Önümüzdeki 40-50 yıl içinde ilişkiler, evlilikler evrim geçirecek. Evlilikler karşılıklı iki rakibin birbiriyle çarpışmasından çıkıp, iki insanın birbiriyle ilişki kurması haline gelecek. Bu aslında kültürü tetikleyecek bir şey. İnsanların daha üst bir bilinç seviyesine ulaşmasını sağlayacak. Evlilikler, bu bilinç seviyesine gelindiğinde zaten insanların istediği şey olacak. Çünkü evlilik güven vericidir, iyileştiricidir ve sığınılacak bir limandır.

Bu evliliklerin süresi ne olacak?

Sonsuza kadar. Bir kere o birliktelik oluştuktan sonra hep devam edecek. Çiftler ilişkisine başka bir şeye ihtiyaç duymadan bilinçli yaklaşacağı için sonsuza kadar sürecek.

Ama bir taraftan bakınca modern bireylerin evlenmek için ne ekonomik, ne cinsel, ne de neslin devamı gibi bir sebebi kalmadı. Bu konudaki sosyal baskılar da azaldı. Gelecek nesil neden evlensin ki?

Amerika'da 1920'lerde başlayan kadın hareketi, başlarda evliliği tehlike olarak görmüştü. Onlar da artık modern evliliklerin kadın için sığınak olacağını gördüler. Eşim Amerika'daki kadın hareketinin iki liderinden biridir. Önceden erkekle yarışan kadın hareketleri artık aileyi koruyor. Gelecek evlilikler, iki tarafın da eşit olduğu, iki tarafın da ihtiyaçlarına cevap verebildiği, birbirinin yaralarını sardığı, bilinçli birlikteliklerden oluşacak. Buna 'bilinçli evlilik' diyorum. Evlilikte bugün yaşanan kaosu, Bizans'ın yıkılmasından sonra ortada kalan bilim adamlarının, sanatçıların İtalya'ya gidip Rönesansı başlatma sürecine benzetiyorum. Bir yıkım sonrası yaşanan kaos yeni bir başlangıca sebep olmuştu.

Eşinizle birlikte 1970'lerin sonunda çift terapisi olarak tercüme edilen 'imego'yu geliştirdiniz. Tam olarak nedir imego?

İmego görüntü, temsil anlamına gelen kelimeden geliyor. Bu kelimeyi seçme sebebimiz; insanların ilişkilerini belirleyenin, çocuk ve ebeveyn arasındaki ilişkinin zihinde kalan temsiller olduğunu düşünmemiz. İmego terapisinin en büyük katkısı insanlara eşlerini nasıl seçtiklerini öğretiyor olması. Benim kafamdaki temsil ve görüntüler başka birinin temsil ve görüntüleriyle eşleştiği zaman biz birbirimize aşık oluyoruz.

* Kayıt Alıntıları *
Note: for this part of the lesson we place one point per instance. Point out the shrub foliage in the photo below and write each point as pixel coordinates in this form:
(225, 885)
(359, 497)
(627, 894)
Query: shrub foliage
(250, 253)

* İş Emri A *
Evliliğin geleceği üzerine bölümü üç cümleyle özetleyin.
* İş Emri B *
Evliliğin geleceği üzerine bölümü, son cümlesinden sonra kaldığı yerden sürdürün.
Kayıtlar, evliliğin geleceği üzerine bölümden bağımsız, ayrı bir malzemedir.

* Yanıt A *
Önümüzdeki 40-50 yıl içinde evliliklerin iki rakibin çarpışması olmaktan çıkıp eşit ve bilinçli birlikteliklere dönüşeceği ve bu birlikteliklerin sonsuza kadar süreceği söyleniyor. Amerika'da başlarda evliliği tehlike olarak gören kadın hareketinin artık modern evliliği kadın için bir sığınak olarak gördüğü ve aileyi koruduğu belirtiliyor, evlilikteki bugünkü kaos da Bizans'ın yıkılmasından sonra Rönesans'ın başlamasına benzetiliyor. İmego terapisinin, ilişkileri çocuk ile ebeveyn arasındaki ilişkiden zihinde kalan temsillerin belirlediği düşüncesine dayandığı ve insanlara eşlerini nasıl seçtiklerini öğrettiği anlatılıyor.

* Yanıt B *
Bunu fark etmek ne işe yarıyor?

Eşinizin yaptığı bir davranış bilinçaltında bir duyguyu uyandırıyor. İmego hem kişinin hem de eşinin bunun farkına varmasını sağlıyor. Eşlerin empati kurmasını, birbirinin ihtiyaçlarını görmesini sağlıyor. Birbirinin yaralarını sarmasını, birlikte gelişmesini ve büyümesini sağlıyor. Evlilik bizi onurlandıran bir terapidir. İki farklı karakteri köreltmek değil. Farklılıktan ve onların çatışmasından iyi bir ilişki doğurmaktır. Anlayıp çözmektir. O çatışma iki tarafı da büyütüyor.

 

 

Boşananların yüzde 93'ü tekrar evleniyor

Boşanmalar artıyor ama siz bu rakamlara rağmen gelecekte evliliklerin bitmeyeceğini söylüyorsunuz. Size bu öngörüyü yaptıran bilgi nedir?

Doğru, bitmeyecek. Amerika'da boşanan insanların yüzde 93'ü tekrar evleniyor. Evlenenlerin yüzde 76'sı tekrar boşanıyor. Ve o boşananların yüzde 93'ü tekrar evleniyor. Orada önemli olan şey onların evliliği istememesi değil. Evlenmeyi istiyorlar ama sadece o kişiyle evli olmak istemiyorlar. Yeni neslin evlenmesi için sebepler değişiyor ama evlenme isteği değişmiyor. Değişen, evlilik deneyimleme şekli. Ama bunun nasıl olduğu tahmin edilemiyor.

Bu insanlar yürütemedikleri evliliği ısrarla neden istiyor?

(Gülüşmeler) Buna kesin cevabım yok. İlla cevap vermem gerekirse sebebi, sosyal ve ilişki kuran varlıklar olmamızdır. Eskiden var olan tek eşliliğin sebebi çiftleşmek, kadınlar için kaynaklar sağlamak, erkeklerin genlerinin devamıydı. Artık biriyle birlikte olmanın nedeni ekonomik ya da cinsellik değil, birlikte olmak için evleniliyor. Tamamen en temel düzlemde biriyle hayat arkadaşı olmak...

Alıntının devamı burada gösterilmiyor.